§ **TASK OBJECTIVE**: Reproduce the lines below word for word, covering the stretch from the line containing "Note: the class marks the office desk" through the end of the records.

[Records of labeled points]
* start *
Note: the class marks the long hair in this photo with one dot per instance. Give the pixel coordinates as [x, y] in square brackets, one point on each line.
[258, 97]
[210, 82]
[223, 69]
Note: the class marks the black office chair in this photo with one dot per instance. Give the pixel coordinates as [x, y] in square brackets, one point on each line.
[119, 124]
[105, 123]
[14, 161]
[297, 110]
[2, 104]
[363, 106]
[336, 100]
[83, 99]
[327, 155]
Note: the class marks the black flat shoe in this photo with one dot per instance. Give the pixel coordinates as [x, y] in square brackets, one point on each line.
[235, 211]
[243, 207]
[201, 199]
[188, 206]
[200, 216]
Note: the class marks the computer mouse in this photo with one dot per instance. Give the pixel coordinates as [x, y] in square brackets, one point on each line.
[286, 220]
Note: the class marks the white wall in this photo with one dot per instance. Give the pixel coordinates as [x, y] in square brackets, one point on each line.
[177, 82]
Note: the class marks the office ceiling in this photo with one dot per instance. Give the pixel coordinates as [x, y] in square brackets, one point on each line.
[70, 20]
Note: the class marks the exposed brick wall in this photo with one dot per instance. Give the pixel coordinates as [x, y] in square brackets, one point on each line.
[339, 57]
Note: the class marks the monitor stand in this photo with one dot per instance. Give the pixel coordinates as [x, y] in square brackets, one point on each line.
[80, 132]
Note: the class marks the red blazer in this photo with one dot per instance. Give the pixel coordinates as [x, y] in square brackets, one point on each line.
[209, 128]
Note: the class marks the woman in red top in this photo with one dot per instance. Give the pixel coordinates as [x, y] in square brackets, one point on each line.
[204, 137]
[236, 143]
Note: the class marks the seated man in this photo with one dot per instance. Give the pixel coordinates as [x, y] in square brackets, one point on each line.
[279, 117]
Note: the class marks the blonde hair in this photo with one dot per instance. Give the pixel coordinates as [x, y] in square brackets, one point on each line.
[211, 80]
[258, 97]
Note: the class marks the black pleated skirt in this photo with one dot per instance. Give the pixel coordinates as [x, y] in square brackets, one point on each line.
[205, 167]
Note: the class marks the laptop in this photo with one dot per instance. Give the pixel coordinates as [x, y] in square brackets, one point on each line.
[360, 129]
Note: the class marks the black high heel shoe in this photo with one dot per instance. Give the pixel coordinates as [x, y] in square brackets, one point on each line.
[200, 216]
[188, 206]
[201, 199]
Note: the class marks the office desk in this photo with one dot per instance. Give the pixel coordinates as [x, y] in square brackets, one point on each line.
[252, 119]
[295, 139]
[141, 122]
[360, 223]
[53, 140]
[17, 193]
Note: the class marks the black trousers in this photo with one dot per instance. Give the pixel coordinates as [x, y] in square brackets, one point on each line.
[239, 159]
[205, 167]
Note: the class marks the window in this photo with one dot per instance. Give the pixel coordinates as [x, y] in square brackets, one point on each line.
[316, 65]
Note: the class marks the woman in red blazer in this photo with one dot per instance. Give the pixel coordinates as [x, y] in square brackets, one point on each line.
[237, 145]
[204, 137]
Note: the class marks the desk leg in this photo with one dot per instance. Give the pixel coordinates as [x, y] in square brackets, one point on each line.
* end *
§ **EXERCISE OUTPUT**:
Note: the class marks the office desk in this photo with one dot per instance. Give the pixel coordinates as [x, y] in square brackets, one point on each line.
[252, 119]
[295, 139]
[141, 122]
[360, 223]
[53, 140]
[17, 193]
Note: the class marks the black trousers in this photo with one dot per instance. Give the pixel coordinates as [x, y] in square brackets, one point on each line.
[239, 159]
[205, 167]
Note: the class marks the window in this photo with one dot per instance. Give the pixel coordinates as [x, y] in square brackets, one point on each line.
[316, 65]
Note: the class marks the woman in red blazer in this photo with one dot per instance. Give the pixel coordinates as [x, y] in square brackets, one point on each line.
[237, 145]
[204, 137]
Note: the class marks the desk leg in this photo with one dot per instance. Give the pixel coordinates as [x, y] in square brackets, one point on each line.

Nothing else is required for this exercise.